═══ Extract to read

Of course all lives matter. But that wasn’t really the question.
This week, sports announcer Grant Napear was suspended for tweeting, “ALL LIVES MATTER…EVERY SINGLE ONE!!!” Napear’s longtime antagonist DeMarcus Cousins, a former player for the Sacramento Kings, had asked for Napear’s “take” on Black Lives Matter, and Napear offered it, emphatically:
Hey!!!! How are you? Thought you forgot about me. Haven’t heard from you in years. ALL LIVES MATTER…EVERY SINGLE ONE!!! https://t.co/DfzKl3w0jm
— Grant Napear (@GrantNapearshow) June 1, 2020
What Napear may have meant as a neutral statement was certainly not taken as one. Following his tweet, Napear’s employer first suspended him, and the Kings released a statement saying, “Grant’s recent Twitter comments do not reflect our organization’s views and values.”
Do they mean values that don’t include supporting all lives? Well, it’s not that simple.
First of all, it’s important to note that Napear should never have been placed on administrative leave (even if he has since resigned). The majority of people who say “all lives matter” don’t mean it as a racist dog whistle. A few years back, I was firmly in the “all lives matter” camp. My reasoning was, as I think it is for most people who repeat the slogan, “Why would you have to say that black lives matter when black lives are a subset of all lives?”
But that seemingly benign phrase is loaded.
Black Lives Matter was created after the fatal shooting of 17-year-old Trayvon Martin in 2012, and it went viral after 18-year-old Michael Brown was shot dead two years later. Activists have used the phrase to draw attention to police violence that targets black people, and it has been adopted by a network of grassroots groups across the country. Over the past several years, the hashtag has remained ubiquitous, especially in the worst of times — whenever there was a tragedy such as the recent killings of George Floyd, Ahmaud Arbery, and Breonna Taylor.

══════
═══ Records provided

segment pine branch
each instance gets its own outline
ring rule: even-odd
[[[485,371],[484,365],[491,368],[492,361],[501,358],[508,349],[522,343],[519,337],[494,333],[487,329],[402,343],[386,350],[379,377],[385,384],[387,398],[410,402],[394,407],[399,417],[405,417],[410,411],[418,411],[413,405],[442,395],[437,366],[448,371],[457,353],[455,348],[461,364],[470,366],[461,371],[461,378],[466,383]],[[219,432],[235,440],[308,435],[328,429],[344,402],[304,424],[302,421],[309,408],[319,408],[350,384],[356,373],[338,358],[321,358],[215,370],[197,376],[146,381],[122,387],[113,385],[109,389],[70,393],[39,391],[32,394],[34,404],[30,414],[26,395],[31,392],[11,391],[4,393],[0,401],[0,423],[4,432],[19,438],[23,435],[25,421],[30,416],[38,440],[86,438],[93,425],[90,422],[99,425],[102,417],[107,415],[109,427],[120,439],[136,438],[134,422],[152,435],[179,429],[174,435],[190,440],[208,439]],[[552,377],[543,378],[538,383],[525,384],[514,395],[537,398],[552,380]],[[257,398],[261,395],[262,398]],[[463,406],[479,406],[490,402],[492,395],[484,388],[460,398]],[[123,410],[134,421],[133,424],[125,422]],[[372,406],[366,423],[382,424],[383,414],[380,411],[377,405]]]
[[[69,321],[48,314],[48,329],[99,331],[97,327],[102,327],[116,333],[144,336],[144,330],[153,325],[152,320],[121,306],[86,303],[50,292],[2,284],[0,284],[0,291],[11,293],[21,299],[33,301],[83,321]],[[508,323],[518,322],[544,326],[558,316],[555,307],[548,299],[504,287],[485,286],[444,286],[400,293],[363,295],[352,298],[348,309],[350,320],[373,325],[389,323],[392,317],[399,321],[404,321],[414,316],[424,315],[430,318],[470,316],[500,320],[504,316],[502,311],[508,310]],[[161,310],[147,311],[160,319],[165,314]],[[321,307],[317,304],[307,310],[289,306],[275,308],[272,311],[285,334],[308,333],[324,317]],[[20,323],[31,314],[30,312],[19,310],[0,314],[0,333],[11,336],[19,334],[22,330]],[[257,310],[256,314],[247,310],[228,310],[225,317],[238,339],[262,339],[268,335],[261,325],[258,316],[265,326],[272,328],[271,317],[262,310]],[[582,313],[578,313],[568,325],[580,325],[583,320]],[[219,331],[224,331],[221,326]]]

══════

> [How to complete this task]
Carry the essay on the "all lives matter" slogan forward from its final sentence. The data comes from a different source than the text.

> [Answer for the task]
Many conservatives protest the phrase “black lives matter” because they think it minimizes the idea that “all lives matter.” Some object to the way some Black Lives Matter activists have associated with antifa.
But affirming that “black lives matter” doesn’t diminish the value of all lives. It amplifies it.
“I’m not as educated on BLM as I thought I was,” Napear told a Sacramento Bee columnist after he was suspended. “I had no idea that when I said ‘All Lives Matter’ that it was counter to what BLM was trying to get across.”
In many sectors of society, black lives have, historically, not mattered. Saying “black lives matter” is basically a definitive way of saying “black lives matter, too,” just as much as all the other lives that society has always valued. When the phrase is used as a rallying cry against police brutality, it reminds us that although more white people are killed by police each year, black people, comprising a smaller portion of the population, are disproportionately affected. (Despite making up just 13% of the population, black people were 24% of those killed by police last year.)
When conservatives dismiss cries of “black lives matter” by repeating that “all lives matter,” they come across as callous toward the unique difficulties and injustices of black lives. We’re all struggling through something; right now, let’s talk about this particular struggle.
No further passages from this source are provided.